------ Records for the exercise

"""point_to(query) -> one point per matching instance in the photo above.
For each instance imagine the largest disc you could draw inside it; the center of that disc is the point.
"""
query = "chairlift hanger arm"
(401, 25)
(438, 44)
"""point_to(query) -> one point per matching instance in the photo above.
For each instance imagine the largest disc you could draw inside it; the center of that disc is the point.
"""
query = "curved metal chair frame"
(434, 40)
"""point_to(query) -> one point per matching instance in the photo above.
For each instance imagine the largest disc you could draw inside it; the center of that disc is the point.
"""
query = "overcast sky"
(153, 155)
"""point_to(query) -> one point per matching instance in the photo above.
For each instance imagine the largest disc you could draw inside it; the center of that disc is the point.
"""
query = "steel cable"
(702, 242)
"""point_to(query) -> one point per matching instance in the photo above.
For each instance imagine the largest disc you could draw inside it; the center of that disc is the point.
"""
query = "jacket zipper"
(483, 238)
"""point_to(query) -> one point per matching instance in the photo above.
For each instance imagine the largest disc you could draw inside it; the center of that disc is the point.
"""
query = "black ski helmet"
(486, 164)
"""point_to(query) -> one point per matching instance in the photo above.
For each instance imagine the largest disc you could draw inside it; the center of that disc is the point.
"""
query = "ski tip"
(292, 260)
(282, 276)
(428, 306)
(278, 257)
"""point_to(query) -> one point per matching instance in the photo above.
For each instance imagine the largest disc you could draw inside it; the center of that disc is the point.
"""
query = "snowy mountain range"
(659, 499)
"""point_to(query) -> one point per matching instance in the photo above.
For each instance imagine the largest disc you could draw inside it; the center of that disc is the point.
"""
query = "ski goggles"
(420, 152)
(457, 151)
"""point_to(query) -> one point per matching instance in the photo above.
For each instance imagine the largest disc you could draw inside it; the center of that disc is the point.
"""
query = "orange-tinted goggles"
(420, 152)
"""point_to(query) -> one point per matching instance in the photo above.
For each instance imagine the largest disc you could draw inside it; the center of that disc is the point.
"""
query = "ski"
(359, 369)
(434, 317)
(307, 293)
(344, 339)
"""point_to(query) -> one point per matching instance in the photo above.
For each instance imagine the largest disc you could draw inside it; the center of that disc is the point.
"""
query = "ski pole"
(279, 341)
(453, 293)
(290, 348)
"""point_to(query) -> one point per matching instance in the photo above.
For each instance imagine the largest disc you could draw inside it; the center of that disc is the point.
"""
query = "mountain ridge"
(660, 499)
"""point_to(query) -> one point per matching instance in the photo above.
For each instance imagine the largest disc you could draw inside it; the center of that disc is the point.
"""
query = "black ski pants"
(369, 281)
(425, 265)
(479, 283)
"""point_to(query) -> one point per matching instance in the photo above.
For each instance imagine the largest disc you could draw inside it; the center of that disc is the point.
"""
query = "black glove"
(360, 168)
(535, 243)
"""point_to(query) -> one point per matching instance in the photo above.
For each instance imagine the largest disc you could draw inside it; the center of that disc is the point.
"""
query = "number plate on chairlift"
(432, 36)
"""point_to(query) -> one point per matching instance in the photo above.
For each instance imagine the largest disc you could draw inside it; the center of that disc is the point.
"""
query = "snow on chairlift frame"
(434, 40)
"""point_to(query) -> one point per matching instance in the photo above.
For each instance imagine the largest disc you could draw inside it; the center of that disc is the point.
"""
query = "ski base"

------------

* _Exercise task_
Reproduce each line of the entries above that contains the word "mountain", treating uppercase and lowercase letters as distinct.

* _Written response_
query = "snowy mountain range"
query = "mountain ridge"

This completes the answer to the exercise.